The field is on the record. The administration is not.

Health policy researchers who built their work on PRAMS data are not silent. Katy Kozhimannil, a University of Minnesota maternal health researcher whose work has shaped Medicaid postpartum extension policy in multiple states, told STAT News in April 2025: “I am truly concerned about the potential impacts. With the loss of staff that support PRAMS, we risk a longer delay or loss of this important data resource.”[3]

The Commonwealth Fund’s January 2026 analysis was sharper:

“If PRAMS were to be discontinued, federal and state public health officials, policymakers, researchers, and advocates will lose a representative, multistate data source that has long been essential for efforts to improve maternal and infant health. Without this information, the U.S. will be less able to direct public resources toward the most effective interventions and hold public officials accountable for meeting maternal and infant health outcome goals.” Commonwealth Fund, “What Is PRAMS, and Why Is It at Risk?” — January 2026[2]

The Association of Maternal & Child Health Programs (AMCHP), the professional organization representing state maternal and child health officials, submitted formal comments to the CDC in January 2026 urging the agency to preserve PRAMS.[9]

Both the House and Senate Appropriations Committees reinstated PRAMS funding in the FY 2026 appropriations bills, with bipartisan concern noted explicitly about the pause in data collection and the staffing reductions. P.L. 119-75 was signed into law on February 3, 2026.[6]

Against all of that, HHS has said nothing publicly defending the specific decision to end PRAMS. The mission redefinition is the defense. That is the whole story.

Exercise tasks -
1. Please answer from the PRAMS text:
(a) Which university is Katy Kozhimannil affiliated with?
(b) Which organization submitted formal comments to the CDC in January 2026 urging it to preserve PRAMS?
(c) On what date was P.L. 119-75 signed into law?
2. Resume the PRAMS text and continue it beyond its final sentence.

Supplied data -
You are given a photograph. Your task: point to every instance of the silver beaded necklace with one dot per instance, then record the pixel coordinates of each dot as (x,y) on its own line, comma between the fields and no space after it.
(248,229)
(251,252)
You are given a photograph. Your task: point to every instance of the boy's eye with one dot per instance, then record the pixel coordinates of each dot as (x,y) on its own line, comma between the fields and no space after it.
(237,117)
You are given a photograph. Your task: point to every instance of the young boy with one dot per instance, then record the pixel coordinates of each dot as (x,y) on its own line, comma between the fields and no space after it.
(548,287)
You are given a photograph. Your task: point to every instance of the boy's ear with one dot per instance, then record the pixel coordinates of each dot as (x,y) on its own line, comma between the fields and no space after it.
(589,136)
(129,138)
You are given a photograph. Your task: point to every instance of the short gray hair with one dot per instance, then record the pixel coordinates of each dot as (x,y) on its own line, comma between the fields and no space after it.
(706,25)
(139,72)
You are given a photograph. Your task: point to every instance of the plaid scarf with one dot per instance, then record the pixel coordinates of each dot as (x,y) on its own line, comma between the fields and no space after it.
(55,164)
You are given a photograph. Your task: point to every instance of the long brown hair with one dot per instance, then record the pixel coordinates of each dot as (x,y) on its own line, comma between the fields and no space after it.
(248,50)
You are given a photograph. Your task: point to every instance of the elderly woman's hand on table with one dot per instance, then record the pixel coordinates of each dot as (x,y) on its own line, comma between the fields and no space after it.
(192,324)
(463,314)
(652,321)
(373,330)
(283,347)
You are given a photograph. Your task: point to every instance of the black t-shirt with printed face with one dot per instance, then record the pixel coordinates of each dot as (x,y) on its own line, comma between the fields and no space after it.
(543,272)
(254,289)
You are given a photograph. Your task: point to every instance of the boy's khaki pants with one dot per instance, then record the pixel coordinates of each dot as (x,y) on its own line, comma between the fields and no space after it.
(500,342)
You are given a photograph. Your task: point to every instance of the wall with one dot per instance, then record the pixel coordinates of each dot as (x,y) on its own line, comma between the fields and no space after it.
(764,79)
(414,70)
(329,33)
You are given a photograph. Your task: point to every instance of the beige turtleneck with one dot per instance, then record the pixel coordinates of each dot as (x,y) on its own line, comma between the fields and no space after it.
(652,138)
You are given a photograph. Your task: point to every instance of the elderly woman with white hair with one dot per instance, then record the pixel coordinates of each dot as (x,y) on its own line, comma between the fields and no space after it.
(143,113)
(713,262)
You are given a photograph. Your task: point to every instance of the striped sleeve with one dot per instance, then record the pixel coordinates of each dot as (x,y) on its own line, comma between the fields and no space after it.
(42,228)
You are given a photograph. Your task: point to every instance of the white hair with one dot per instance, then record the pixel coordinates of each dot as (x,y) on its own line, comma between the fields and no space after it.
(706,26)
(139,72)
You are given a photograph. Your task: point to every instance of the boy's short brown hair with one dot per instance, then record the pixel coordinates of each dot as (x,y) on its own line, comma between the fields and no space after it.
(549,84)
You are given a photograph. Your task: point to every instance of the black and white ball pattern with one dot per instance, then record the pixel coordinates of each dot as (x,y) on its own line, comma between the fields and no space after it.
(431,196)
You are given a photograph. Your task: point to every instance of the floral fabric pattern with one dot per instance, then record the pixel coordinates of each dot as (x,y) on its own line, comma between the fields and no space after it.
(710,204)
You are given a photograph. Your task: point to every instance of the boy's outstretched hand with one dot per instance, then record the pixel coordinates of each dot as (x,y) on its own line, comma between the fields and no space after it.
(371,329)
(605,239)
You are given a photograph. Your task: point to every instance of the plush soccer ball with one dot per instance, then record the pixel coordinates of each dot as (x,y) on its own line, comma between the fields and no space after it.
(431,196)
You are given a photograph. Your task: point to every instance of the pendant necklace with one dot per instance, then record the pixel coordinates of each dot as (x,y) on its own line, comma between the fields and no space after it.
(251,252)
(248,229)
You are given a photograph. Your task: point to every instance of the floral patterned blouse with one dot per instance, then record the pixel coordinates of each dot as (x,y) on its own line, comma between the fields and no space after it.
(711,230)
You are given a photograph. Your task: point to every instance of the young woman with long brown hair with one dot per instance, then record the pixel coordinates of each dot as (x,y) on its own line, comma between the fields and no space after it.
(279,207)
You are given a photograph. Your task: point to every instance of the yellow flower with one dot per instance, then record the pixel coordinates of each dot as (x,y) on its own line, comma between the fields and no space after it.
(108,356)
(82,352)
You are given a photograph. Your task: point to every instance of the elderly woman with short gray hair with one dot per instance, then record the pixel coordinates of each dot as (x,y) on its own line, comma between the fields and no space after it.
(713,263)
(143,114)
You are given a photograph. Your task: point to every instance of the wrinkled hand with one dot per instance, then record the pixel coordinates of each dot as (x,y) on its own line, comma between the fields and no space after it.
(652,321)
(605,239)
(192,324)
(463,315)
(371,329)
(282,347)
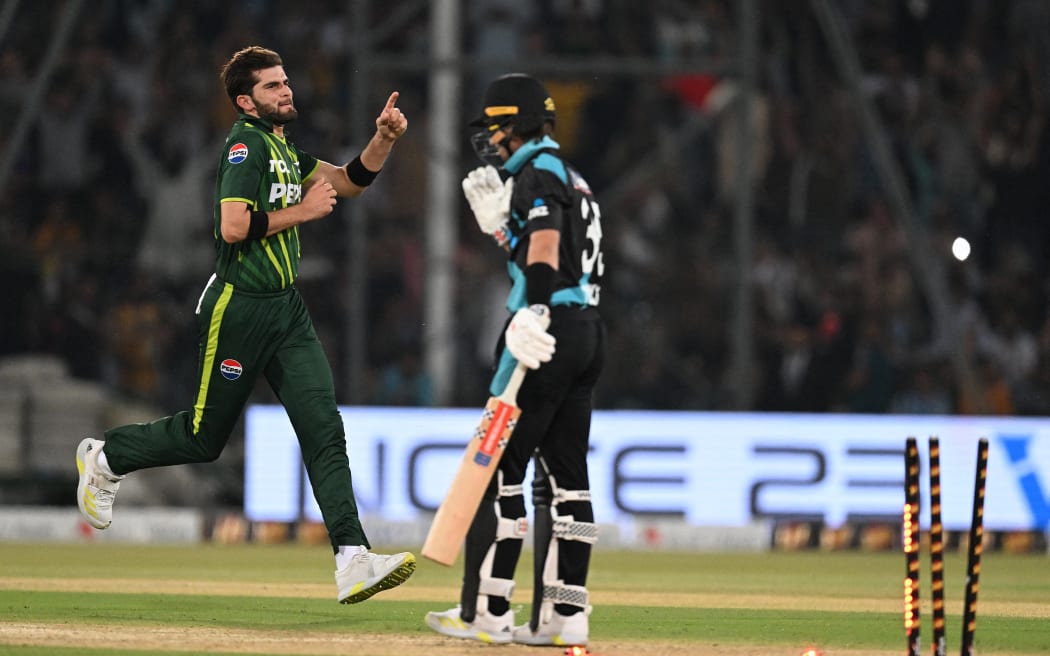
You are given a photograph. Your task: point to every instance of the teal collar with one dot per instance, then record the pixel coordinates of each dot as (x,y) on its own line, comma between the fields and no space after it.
(523,154)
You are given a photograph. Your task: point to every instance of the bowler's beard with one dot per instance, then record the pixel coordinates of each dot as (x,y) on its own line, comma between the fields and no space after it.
(277,114)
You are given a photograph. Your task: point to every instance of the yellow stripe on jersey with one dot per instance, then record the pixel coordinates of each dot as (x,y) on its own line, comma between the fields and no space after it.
(273,258)
(211,347)
(250,203)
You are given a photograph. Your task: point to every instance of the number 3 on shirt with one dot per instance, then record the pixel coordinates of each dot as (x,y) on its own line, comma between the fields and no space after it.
(591,260)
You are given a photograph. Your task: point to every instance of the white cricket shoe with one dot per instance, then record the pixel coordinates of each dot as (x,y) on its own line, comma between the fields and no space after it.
(561,630)
(96,490)
(369,573)
(487,628)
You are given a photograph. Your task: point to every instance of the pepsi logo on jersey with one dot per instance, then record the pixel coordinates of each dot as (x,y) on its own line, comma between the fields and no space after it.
(238,152)
(230,368)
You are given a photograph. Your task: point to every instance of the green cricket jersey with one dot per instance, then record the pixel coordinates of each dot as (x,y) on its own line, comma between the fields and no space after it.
(266,171)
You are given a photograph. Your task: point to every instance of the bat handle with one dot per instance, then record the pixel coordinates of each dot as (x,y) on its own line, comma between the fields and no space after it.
(509,395)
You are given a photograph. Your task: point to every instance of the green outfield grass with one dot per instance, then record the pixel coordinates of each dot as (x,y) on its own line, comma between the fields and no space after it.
(838,600)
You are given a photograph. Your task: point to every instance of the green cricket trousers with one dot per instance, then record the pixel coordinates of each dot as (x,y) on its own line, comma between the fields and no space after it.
(244,335)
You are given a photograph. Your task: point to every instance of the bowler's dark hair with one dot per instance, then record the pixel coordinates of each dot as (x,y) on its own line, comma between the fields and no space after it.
(238,73)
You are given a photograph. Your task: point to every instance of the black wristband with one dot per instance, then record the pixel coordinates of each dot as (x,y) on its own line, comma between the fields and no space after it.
(358,174)
(539,283)
(258,226)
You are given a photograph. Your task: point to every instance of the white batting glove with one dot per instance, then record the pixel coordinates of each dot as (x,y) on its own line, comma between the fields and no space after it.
(489,199)
(527,338)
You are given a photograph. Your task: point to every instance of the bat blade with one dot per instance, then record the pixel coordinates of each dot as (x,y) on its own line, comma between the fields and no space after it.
(480,460)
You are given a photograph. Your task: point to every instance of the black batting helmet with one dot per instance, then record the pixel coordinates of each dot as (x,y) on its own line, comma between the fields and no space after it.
(518,100)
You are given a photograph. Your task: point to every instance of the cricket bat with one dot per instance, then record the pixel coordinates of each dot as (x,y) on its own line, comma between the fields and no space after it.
(480,459)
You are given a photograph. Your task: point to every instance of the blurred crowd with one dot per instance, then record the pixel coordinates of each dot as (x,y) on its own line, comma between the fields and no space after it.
(105,220)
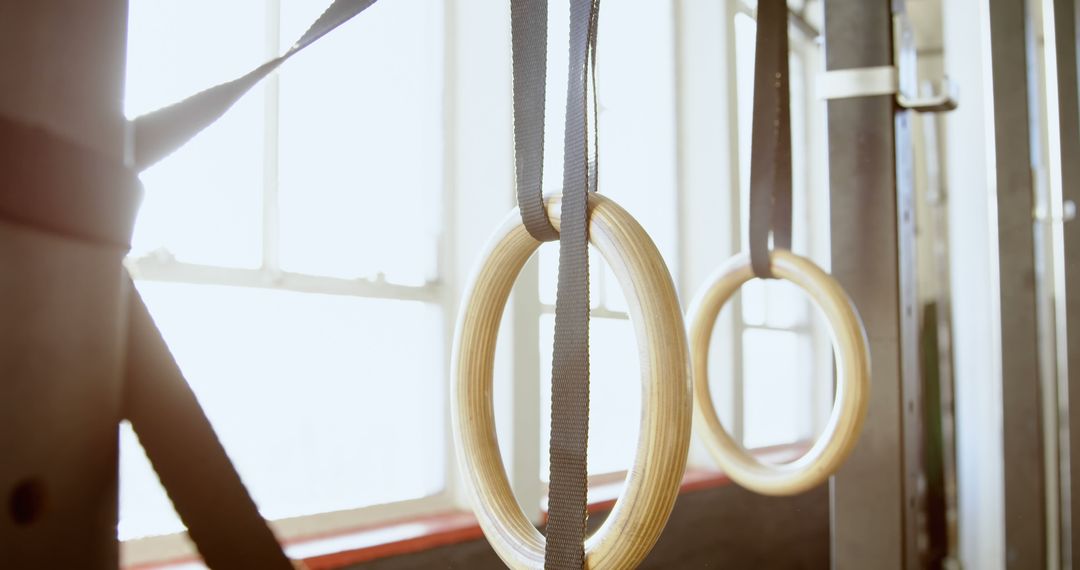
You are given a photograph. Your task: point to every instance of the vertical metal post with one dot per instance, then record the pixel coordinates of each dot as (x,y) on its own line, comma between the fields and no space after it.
(1025,523)
(1061,32)
(873,235)
(62,302)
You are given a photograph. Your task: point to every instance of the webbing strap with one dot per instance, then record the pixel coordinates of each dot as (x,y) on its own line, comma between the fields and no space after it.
(205,489)
(770,162)
(567,513)
(160,133)
(529,42)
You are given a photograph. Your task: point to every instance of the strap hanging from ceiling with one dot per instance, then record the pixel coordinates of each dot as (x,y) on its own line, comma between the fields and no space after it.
(770,163)
(770,213)
(161,133)
(569,406)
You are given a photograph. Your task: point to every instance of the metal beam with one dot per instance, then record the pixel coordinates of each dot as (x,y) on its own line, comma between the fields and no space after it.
(873,235)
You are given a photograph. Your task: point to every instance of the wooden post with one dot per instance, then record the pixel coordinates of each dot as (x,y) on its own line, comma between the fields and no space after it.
(62,302)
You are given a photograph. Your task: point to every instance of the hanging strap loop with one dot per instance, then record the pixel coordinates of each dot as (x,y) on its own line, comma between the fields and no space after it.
(529,41)
(770,163)
(569,406)
(161,133)
(567,514)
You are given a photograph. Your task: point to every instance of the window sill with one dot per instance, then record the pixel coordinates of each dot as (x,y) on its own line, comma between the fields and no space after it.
(420,533)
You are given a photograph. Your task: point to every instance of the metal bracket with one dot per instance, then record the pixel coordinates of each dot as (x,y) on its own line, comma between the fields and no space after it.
(943,102)
(882,80)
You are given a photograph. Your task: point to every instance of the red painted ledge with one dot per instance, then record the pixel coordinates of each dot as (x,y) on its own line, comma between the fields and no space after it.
(365,544)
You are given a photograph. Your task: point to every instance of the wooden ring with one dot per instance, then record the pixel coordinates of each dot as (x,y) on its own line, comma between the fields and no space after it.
(852,378)
(652,484)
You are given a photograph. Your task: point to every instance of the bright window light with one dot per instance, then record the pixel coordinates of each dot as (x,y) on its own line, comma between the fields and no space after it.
(327,397)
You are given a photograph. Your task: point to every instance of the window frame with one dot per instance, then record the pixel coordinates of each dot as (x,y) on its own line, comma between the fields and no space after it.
(476,162)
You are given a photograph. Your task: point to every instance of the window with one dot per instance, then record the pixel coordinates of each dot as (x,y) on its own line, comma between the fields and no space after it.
(305,256)
(291,255)
(637,168)
(785,355)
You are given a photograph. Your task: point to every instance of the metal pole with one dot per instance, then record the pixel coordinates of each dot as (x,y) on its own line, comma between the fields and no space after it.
(1022,401)
(1061,28)
(873,235)
(62,301)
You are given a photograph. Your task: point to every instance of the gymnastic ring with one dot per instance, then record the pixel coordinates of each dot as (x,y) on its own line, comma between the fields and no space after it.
(852,378)
(652,483)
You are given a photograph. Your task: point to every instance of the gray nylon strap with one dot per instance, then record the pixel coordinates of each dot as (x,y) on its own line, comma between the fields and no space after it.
(160,133)
(529,42)
(770,163)
(205,489)
(567,513)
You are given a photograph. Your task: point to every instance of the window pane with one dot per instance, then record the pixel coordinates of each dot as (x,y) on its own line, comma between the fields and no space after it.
(203,203)
(615,402)
(777,387)
(324,403)
(361,144)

Answers per task -
1.
(a) The University of Minnesota.
(b) The Association of Maternal & Child Health Programs (AMCHP).
(c) February 3, 2026.

2.
The work shifts. The data does not return.

It took thirty-eight years to build the evidence base PRAMS produced. The CDC’s official position is that infant mortality dropped from 10 per 1,000 to 5.5 per 1,000 partly because of PRAMS-informed policy.[1] All of that infrastructure can be dismantled in a single budget cycle. The asymmetry is the entire point.

Restoring PRAMS, if a future administration chooses to, will require rebuilding the workforce, restoring state participation, re-validating the survey instrument, and re-establishing data linkages. The most optimistic estimate is three to five years before national pregnancy-experience surveillance is back online at scale. The pessimistic estimate is that state participation, once broken, will remain bifurcated by political alignment.

What the field can do in the meantime is enumerated. None of it replaces PRAMS:

Closing · The thesis, named

Blindness is the policy.

We do not stop seeing accidentally. We do not stop seeing because someone forgot to fund a line item. We stop seeing because seeing was producing a record of harm that the people in charge could not survive being recorded.

PRAMS is not on the hit list because it failed. PRAMS is on the hit list because it worked.

What it produced — the disparity data, the policy-effect data, the lived-experience data — was the empirical foundation for every argument that the current project’s claims about itself are false. So the foundation is being cut. The arguments will not disappear; they will become harder to defend. The harm will not disappear; it will become harder to count.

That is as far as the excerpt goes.